● **TAREFAS DO EXERCÍCIO**
1) Diga se cada afirmação abaixo está de acordo com o texto sobre o estudo de Françoise Girard, respondendo sim ou não e citando as palavras do texto que decidem a questão. (a) O estudo de Girard será lançado no Brasil em janeiro de 2005. (b) O Grupo de Trabalho Internacional para Sexualidade e Política Social foi criado em 2004. (c) Segundo o estudo, as políticas sexuais de Bush foram inauguradas por ele.
2) Edite o trecho do texto sobre o estudo de Girard que começa em "Confirma-se a relevância" e vai até "o governo Clinton.", trocando "Congresso" por "Senado".

● **TEXTO DE ESTUDO**

Sônia Corrêa
A notícia de que o governo federal está planejando uma nova campanha de comunicação cujo mote será o “fortalecimento da família” causou inquietação entre analistas e observadores que acompanham o debate sobre o assunto no plano internacional. A proposta suscita uma analogia imediata com as políticas conservadoras implementadas pelo governo Bush nos Estados Unidos.
Confirma-se a relevância da análise desenvolvida pela advogada canadense Françoise Girard sobre as políticas implementadas pelo governo americano no campo da sexualidade. O estudo de Girard (“O Kama-Sutra de Bush: Muitas posições sobre o sexo”) será lançado no Brasil na segunda semana de janeiro de 2005. A publicação é resultado da uma parceria entre a Associação Brasileira Interdisciplinar de Aids (Abia) e o Grupo de Trabalho Internacional para Sexualidade e Política Social, criado em 2002 e que atua como um observatório global de políticas no campo da sexualidade.
O estudo analisa as políticas sexuais de George Bush: aborto, HIV-Aids e abstinência sexual, entre outros. Chama a atenção para o fato de que estas políticas não foram exatamente inauguradas por Bush. Remontam à era Reagan e suas bases legislativas definidas pelo Congresso de maioria republicana durante o governo Clinton.
Para Girard, “além de demonstrar temor frente às formas não tradicionais de família, incluindo famílias de casais gays ou lésbicos, este novo esforço é emblemático do ‘ideal’ que a direita religiosa alimenta em relação às mulheres, o qual preconiza que caso estejam casadas com um homem devem ser mães; e caso não estejam casadas devem se abster de sexo. Os alvos desse experimento são sobretudo as pessoas pobres, jovens e minorias raciais, em especial as comunidades afro-americanas”.

Registros de uma fonte de dados
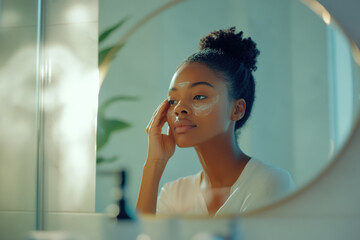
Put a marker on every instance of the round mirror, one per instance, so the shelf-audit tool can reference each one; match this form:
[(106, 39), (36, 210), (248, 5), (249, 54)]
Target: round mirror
[(307, 85)]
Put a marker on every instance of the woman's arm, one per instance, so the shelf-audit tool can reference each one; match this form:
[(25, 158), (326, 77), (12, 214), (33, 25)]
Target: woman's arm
[(160, 148)]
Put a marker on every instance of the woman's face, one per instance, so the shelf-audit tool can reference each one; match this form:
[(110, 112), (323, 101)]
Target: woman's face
[(200, 108)]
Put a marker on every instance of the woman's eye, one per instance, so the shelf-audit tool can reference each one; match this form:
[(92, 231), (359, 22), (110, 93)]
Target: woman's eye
[(200, 97), (171, 102)]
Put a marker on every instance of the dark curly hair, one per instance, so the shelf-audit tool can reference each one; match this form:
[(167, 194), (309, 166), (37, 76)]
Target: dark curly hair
[(233, 56)]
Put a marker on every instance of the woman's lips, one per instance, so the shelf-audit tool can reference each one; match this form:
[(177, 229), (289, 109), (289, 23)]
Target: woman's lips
[(183, 126)]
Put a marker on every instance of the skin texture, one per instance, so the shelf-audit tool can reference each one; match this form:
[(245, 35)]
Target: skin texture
[(200, 114)]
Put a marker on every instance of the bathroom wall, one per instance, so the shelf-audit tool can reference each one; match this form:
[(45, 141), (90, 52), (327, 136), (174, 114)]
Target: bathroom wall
[(18, 122)]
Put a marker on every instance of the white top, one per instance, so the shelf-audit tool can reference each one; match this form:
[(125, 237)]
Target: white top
[(257, 185)]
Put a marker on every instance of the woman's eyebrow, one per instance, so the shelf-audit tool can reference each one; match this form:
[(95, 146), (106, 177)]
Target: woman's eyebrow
[(201, 83), (194, 85)]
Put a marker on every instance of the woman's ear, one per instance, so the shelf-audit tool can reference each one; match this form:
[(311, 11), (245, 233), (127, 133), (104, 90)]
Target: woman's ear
[(238, 110)]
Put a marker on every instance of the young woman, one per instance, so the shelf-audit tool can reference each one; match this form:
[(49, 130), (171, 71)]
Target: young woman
[(210, 98)]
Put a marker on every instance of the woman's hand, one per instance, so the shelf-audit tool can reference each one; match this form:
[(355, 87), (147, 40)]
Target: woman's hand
[(161, 146)]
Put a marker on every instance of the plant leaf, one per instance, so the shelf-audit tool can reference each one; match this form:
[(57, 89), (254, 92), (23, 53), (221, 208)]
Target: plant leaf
[(106, 33), (104, 52)]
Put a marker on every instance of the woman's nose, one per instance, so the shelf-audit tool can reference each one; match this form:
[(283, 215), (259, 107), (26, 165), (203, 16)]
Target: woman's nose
[(182, 108)]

● **RESPOSTAS ESCRITAS**
1)
(a) Sim: “será lançado no Brasil na segunda semana de janeiro de 2005”.
(b) Não: “criado em 2002”.
(c) Não: “estas políticas não foram exatamente inauguradas por Bush”.

2)
Confirma-se a relevância da análise desenvolvida pela advogada canadense Françoise Girard sobre as políticas implementadas pelo governo americano no campo da sexualidade. O estudo de Girard (“O Kama-Sutra de Bush: Muitas posições sobre o sexo”) será lançado no Brasil na segunda semana de janeiro de 2005. A publicação é resultado da uma parceria entre a Associação Brasileira Interdisciplinar de Aids (Abia) e o Grupo de Trabalho Internacional para Sexualidade e Política Social, criado em 2002 e que atua como um observatório global de políticas no campo da sexualidade.
O estudo analisa as políticas sexuais de George Bush: aborto, HIV-Aids e abstinência sexual, entre outros. Chama a atenção para o fato de que estas políticas não foram exatamente inauguradas por Bush. Remontam à era Reagan e suas bases legislativas definidas pelo Senado de maioria republicana durante o governo Clinton.